» Exercise goal
Identify all lines in the data containing the string "treeline". Copy them out.

[Point localization data]
━━━━

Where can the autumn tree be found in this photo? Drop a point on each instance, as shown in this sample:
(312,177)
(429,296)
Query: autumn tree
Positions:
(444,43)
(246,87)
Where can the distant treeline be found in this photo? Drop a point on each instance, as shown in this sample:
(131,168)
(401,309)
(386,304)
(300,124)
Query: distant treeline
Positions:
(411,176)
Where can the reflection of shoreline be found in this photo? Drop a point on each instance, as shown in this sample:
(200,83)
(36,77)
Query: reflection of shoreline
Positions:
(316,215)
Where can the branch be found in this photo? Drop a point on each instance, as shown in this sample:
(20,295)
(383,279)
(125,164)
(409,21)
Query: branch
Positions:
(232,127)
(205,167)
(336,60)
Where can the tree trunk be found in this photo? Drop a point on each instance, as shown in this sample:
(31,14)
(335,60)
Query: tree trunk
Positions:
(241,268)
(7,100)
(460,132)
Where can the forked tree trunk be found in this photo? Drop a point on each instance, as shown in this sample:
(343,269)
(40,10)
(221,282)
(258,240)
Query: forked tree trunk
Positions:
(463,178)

━━━━

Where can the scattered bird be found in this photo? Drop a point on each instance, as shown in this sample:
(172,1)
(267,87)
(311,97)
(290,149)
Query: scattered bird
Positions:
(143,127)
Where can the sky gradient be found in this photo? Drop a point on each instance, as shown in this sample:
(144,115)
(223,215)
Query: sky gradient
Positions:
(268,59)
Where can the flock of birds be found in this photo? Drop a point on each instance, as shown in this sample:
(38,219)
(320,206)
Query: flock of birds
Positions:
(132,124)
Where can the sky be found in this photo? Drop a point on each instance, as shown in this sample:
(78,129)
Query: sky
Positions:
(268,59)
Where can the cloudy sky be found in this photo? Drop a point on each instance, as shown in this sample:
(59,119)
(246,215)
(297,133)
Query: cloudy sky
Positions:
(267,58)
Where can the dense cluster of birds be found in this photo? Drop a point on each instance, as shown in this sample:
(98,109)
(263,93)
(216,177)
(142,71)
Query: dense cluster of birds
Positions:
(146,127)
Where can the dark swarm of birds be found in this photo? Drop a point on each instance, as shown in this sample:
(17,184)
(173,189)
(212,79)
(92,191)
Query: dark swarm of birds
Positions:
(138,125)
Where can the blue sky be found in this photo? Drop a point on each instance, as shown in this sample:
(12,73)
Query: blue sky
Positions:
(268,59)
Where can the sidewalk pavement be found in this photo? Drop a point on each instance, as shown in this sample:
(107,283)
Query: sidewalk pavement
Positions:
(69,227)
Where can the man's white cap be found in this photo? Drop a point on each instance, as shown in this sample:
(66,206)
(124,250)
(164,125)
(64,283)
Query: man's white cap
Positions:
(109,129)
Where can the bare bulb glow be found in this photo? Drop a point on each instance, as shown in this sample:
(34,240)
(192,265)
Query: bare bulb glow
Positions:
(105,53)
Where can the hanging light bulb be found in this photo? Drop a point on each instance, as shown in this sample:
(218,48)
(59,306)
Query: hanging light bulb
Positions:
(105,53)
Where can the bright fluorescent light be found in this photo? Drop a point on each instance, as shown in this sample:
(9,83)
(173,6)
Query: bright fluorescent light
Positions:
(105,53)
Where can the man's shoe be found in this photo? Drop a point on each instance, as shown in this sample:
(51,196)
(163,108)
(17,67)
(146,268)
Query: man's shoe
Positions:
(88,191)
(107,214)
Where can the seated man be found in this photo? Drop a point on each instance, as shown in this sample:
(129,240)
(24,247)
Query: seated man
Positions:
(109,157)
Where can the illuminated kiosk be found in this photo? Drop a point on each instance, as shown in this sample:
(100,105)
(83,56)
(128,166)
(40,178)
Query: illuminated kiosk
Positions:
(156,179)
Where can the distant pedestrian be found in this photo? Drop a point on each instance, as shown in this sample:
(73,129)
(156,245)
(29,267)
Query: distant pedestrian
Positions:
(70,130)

━━━━

» Output of the task
Where can the distant treeline be found in this photo? Drop a point on each instance, as shown in this sample:
Query: distant treeline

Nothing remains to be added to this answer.